═════ Extrait à lire ═════
"En ces temps difficiles, il convient d'accorder notre mépris avec parcimonie, tant nombreux sont les nécessiteux." Chateaubriand

samedi 24 août 2013

Le caméléon






Cet homme est un phénomène. Bien qu'étant de gauche et le revendiquant haut et fort comme si on pouvait en tirer une quelconque fierté, mais il parait que le dire vaut profession de foi, il n'hésite pas à  tenir des discours qui font vibrer les gens qui ne le sont pas, au point même que mon collègue Marius a pu être séduit par le personnage. Certains le voient même quasiment au FN ou du moins tirant son inspiration des thèses défendues par ce parti maudit dont il est pourtant l'ennemi déclaré. Evidemment puisqu'il est de gauche. Son programme des primaires socialistes où il ne fit que 5%, cela lui démontrant que pour être de gauche il fallait peut-être faire pire, n'aurait pas été renié par l'UMP : TVA sociale, fin des 35 heures et autres propositions que n'osaient même pas faire les gens de droite. Et sur la sécurité, je ne vous dis pas. Et ça continue.
Du coup il est devenu l'homme politique le plus populaire réussissant cette synthèse qu'on croyait impossible entre la gauche, bien obligée de l'aimer puisqu'il est de gauche, et la droite dont les électeurs ayant un souci de cohérence ne peuvent que se reconnaitre dans ses discours.
═════
Recopiez à l'identique le passage du billet « Le caméléon » qui va de « Le caméléon » jusqu'à « Et ça continue. ».
═════ Lignes affichées ═════
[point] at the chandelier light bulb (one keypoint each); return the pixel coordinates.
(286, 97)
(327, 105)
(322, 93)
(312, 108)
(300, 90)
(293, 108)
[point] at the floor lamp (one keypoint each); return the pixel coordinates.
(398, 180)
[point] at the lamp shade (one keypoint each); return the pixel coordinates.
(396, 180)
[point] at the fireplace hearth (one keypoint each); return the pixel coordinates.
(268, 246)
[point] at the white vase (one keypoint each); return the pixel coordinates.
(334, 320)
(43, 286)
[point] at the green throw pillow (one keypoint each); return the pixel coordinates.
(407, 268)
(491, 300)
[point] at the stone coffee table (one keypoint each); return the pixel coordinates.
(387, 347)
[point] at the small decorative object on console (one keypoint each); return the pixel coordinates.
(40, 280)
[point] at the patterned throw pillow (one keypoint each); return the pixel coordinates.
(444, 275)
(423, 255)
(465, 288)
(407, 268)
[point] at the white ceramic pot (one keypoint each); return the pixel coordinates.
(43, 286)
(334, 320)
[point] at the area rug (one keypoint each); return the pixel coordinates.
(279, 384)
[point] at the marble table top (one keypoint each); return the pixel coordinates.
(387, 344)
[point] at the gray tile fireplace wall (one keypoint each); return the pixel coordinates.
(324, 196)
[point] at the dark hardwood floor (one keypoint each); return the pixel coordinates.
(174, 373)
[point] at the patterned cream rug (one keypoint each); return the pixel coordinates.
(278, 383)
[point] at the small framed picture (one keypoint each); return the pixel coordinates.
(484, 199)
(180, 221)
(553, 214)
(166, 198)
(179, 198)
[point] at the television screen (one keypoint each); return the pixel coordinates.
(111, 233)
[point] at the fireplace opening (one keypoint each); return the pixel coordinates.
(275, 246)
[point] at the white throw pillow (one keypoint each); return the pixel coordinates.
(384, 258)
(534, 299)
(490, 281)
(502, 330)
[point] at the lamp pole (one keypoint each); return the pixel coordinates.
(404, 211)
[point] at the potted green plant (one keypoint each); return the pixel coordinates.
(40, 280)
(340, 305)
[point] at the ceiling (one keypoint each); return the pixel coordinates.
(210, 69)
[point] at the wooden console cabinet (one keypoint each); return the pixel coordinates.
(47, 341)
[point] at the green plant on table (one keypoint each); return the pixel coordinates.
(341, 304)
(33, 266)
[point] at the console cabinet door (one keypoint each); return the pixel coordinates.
═════
• **Réponse attendue**:
Le caméléon






Cet homme est un phénomène. Bien qu'étant de gauche et le revendiquant haut et fort comme si on pouvait en tirer une quelconque fierté, mais il parait que le dire vaut profession de foi, il n'hésite pas à  tenir des discours qui font vibrer les gens qui ne le sont pas, au point même que mon collègue Marius a pu être séduit par le personnage. Certains le voient même quasiment au FN ou du moins tirant son inspiration des thèses défendues par ce parti maudit dont il est pourtant l'ennemi déclaré. Evidemment puisqu'il est de gauche. Son programme des primaires socialistes où il ne fit que 5%, cela lui démontrant que pour être de gauche il fallait peut-être faire pire, n'aurait pas été renié par l'UMP : TVA sociale, fin des 35 heures et autres propositions que n'osaient même pas faire les gens de droite. Et sur la sécurité, je ne vous dis pas. Et ça continue.